■ Excerpt provided ■
—————
When in doubt, throttle out is always with dirt bikes. You can always, even if something's going
bad, you can come into the corner a little bit faster. So I learned a lot from, from you,
from Biff, from Stenhouse, from Scott Speed, even who jumped over it. And Scott's like,
if this is where your breaking point is, and you know, you can't break further than this,
how come every time you're behind, you charge in harder? It makes so much sense on paper. But
I'm like, because you're going faster, I'm trying to catch up. So pavement does not reward
aggression as much as the sports that I'm. So in rally, you're on a cliff, you got a hundred foot
cliff on one side, you got a tree on the other side, drainage ditch, snowing, whatever's going on.
And you got to pretend that all of those obstacles are cones. And if it was all cones,
the chances are there was a lot of people that would be as good or better like there is in NASCAR.
But my skill set is being able to trust my co-driver, great people around you, great equipment,
the equipment's going to do its job. The co-driver nailed the notes. My job is to drive this as though
all those trees and all those cliffs are cones. In NASCAR, you guys progressively get better and
better and better the whole time. I turned my fastest time on lap three. You realize that you
just said that, you know, a hundred foot cliff, a tree going by at 120 miles an hour, he can
actually imagine little cones. No problem. That is a skill set. And it is neat to know, you know,
somebody said early in my career, they said, hey, over-driving, you know, the things you do,
the risk, they said, you can always slow a guy down. You can't speed a guy up. So I'd say you
did it perfectly, man. I appreciate the comments. Good to be able to share that story. Thanks, Cory.
It's fun. See y'all. Okay, not to take it too long, but for our short track fans,
because we're racers, I saw that you finally got to go run a sprint car.
That was one of the most embarrassing days of my life. I got a call. Well, actually, so great led
better. Actually just standing right back there. She had always, she's like, you have to drive a
sprint car. You haven't lived until you're, I'm like, look, I will never get in a sprint car. I
watched Wolfgang when I was a kid. Oh, Doug Wolfgang. Yeah. My dad was, we watched Thursday Night
Thunder or whatever it was like. I saw, I've seen me drive and I've seen what happens with these
vehicles. So a sprint car scares you. And then I went to watch my first race. I was doing a
race in the Gator Nationals or whatnot right before Daytona. And I thought everyone committed
suicide. They all just like the green flag went off and everyone practiced. Everyone took off.
I'm like, they're, everyone's throttle locked at the same time. Like, I just, what does that
defy physics? So Kyle Larson, I got a call from Kyle through street bike Tommy, ironically.
Must have been following his Tik Tok. Yeah, it must have been following his Tik Tok. Tommy's actually
sidebars down here for the, the video game or SIM Expo, which is talk about a hard left. But
so it's safer, I guess. Yeah, you don't wreck as hard on a computer. So I go out to Vegas.
It's windy. It's dry. I'm like, I'm definitely, I'm crashed. I guess I just, I know me. I'm getting
a couple laps in this thing. So I'm trying to wedge into this thing. I'm 220 pounds. I'm 62.
There's cars I made for guys like you. They were not, no, they're built for guys like Kyle Larson.
So I'm wedged in to this spring car. Like I have to push myself in and I'm so locked. I don't know
that. Knees are shoved back. No, my knees are both bleeding from like being pushed so hard. I can't,
and you stomp on the pedals, aren't push pedals. So I'm so wedged in there. I can't move my knees.
—————
[Entries taken from a collection]
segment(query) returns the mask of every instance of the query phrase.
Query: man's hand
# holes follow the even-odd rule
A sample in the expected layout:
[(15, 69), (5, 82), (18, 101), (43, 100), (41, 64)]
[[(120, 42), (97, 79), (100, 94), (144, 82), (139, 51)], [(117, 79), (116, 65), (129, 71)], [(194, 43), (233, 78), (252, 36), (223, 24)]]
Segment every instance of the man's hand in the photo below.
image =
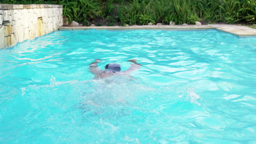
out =
[(138, 65), (142, 65), (139, 64), (139, 63), (137, 63), (137, 62), (136, 62), (136, 61), (137, 61), (137, 59), (130, 59), (129, 61), (127, 61), (127, 62), (132, 62), (132, 63), (134, 63), (134, 64), (138, 64)]
[(101, 59), (96, 59), (94, 61), (94, 62), (92, 62), (89, 64), (90, 66), (91, 67), (97, 67), (97, 64), (98, 63), (100, 63), (101, 62)]

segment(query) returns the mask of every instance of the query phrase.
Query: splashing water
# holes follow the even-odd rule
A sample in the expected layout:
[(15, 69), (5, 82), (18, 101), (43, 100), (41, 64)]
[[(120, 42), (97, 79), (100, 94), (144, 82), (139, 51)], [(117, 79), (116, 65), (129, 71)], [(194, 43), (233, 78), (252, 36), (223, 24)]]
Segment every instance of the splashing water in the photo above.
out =
[[(1, 143), (255, 143), (256, 38), (58, 31), (0, 51)], [(94, 80), (88, 65), (130, 76)]]

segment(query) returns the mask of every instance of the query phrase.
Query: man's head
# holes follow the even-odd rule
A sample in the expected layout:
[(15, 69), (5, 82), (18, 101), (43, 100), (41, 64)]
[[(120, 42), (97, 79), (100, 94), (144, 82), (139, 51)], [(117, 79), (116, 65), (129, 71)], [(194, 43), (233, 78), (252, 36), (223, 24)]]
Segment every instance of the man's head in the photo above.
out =
[(116, 63), (109, 63), (105, 66), (105, 69), (112, 71), (120, 71), (121, 68), (120, 65)]

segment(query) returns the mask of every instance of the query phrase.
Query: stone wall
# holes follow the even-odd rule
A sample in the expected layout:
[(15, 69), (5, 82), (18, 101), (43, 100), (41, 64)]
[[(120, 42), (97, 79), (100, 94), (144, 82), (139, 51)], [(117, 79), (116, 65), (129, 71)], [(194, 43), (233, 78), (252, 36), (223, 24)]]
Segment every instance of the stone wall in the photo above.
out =
[(0, 49), (57, 31), (62, 5), (0, 4)]

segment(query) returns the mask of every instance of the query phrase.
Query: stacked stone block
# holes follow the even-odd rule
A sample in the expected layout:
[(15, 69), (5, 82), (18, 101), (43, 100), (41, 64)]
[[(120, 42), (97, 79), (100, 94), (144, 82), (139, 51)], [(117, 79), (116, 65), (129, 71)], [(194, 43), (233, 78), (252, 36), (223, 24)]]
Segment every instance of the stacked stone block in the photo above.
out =
[[(43, 35), (57, 31), (62, 20), (61, 5), (0, 5), (0, 49), (34, 39), (40, 33)], [(3, 25), (4, 21), (9, 23)], [(39, 21), (42, 22), (40, 32)]]

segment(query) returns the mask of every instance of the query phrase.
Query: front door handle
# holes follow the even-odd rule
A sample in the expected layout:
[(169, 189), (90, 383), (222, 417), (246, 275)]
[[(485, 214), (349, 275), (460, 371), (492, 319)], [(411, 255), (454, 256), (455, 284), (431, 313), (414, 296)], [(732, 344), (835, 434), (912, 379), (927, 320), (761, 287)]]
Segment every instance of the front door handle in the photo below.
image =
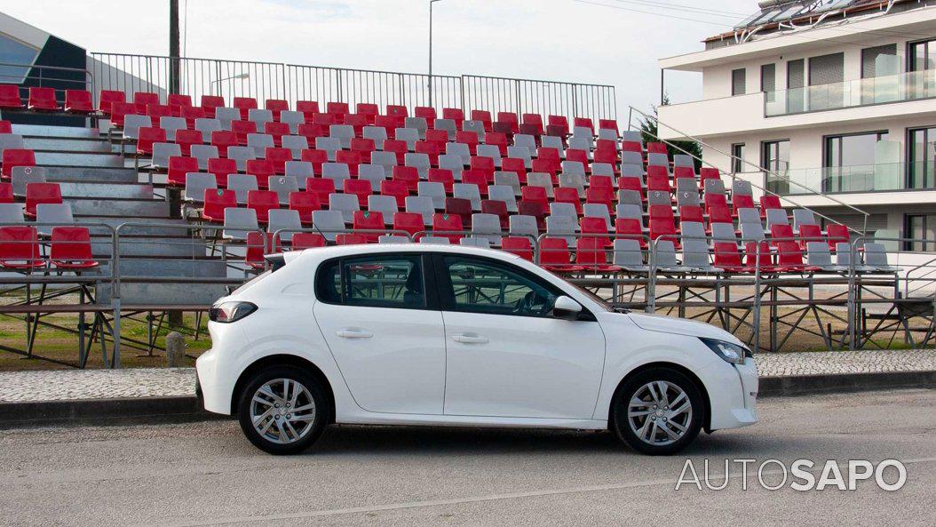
—————
■ Your tasks ■
- A) Summarize the racing conversation in two sentences.
- B) Carry on the racing conversation from its final line.

■ Responses by task ■
- A) The speaker explains that pavement racing does not reward aggression as much as the sports they come from, and that their rally skill lies in trusting the co-driver and equipment while driving as though the cliffs and trees are cones. They then describe getting a call from Kyle Larson to try a sprint car in Vegas, where at 220 pounds they were wedged in so tightly that their knees bled and they could not move them.

- B)
Every time I'm moving my gas or the brake, I'm like, am I hip flicking? I'm like, dude,
I'm locking up. My back's locking up. I had a panic attack. Really? First time in my life
when they, because I couldn't physically get out through the window. And when they drilled the top
on, they had to pull the wing off so you can get in it. They pulled the wing off. So they drilled
it back in and I'm like, my head's touching the ceiling. My knees, I'm like, I've seen me drive.
I am flipping this thing. I'm going to have a Ricky Bobby moment. It's catching on fire.
Yeah, and you're stuck. So I didn't really give it a good, you know, I gave it the old college
tribe, but like I really would like to go again with it. If they make bigger cars, maybe.
What was the like acceleration feeling comparable to?
So it was dry. Like the wind was blowing like 80 miles an hour. It was like gale force winds,
and it was hot. And it was Vegas during the middle of the day. It's like gravel track.
It was, and even with that, I think it felt honestly better than a modified to where
I could kind of aim it better, like modified sometimes. Like I'm good by myself until there's
people in front of me. And then everything that I've learned with all wheel drive and rally cars,
it's exact opposite of that. So it's a little difficult. But everything I wanted it to do,
it did. And it was probably better because it was a lot slower. But the coolest part about
a spring car, that wing spring car, came into a corner and I'm like starting to slide. I'm like,
okay, so I overshot it one time real big. And it went sideways. And all of a sudden,
I'm right on the ends. I went from thinking I'm going to overshoot the corner to on the inside.
I'm like, oh, I haven't even started playing this arrow. Like that's then I got scared more.
Yeah. So when you put the board in the air, it sits on the left rear.
Yeah. But like, I came in thinking I was overshooting the corner because it's just dry
slick. And as soon as that thing sat on the wind, yeah, all of a sudden, I'm taking out the infield.
Dude, those guys used to race at Syracuse. Like if you talk to old guys like Doug Wolfgang
and Frigga Kerr, they'd race on a horse track mile along at Syracuse. And they said when they
went by the openings in the fence, if it was a windy day, the car would be against the wall.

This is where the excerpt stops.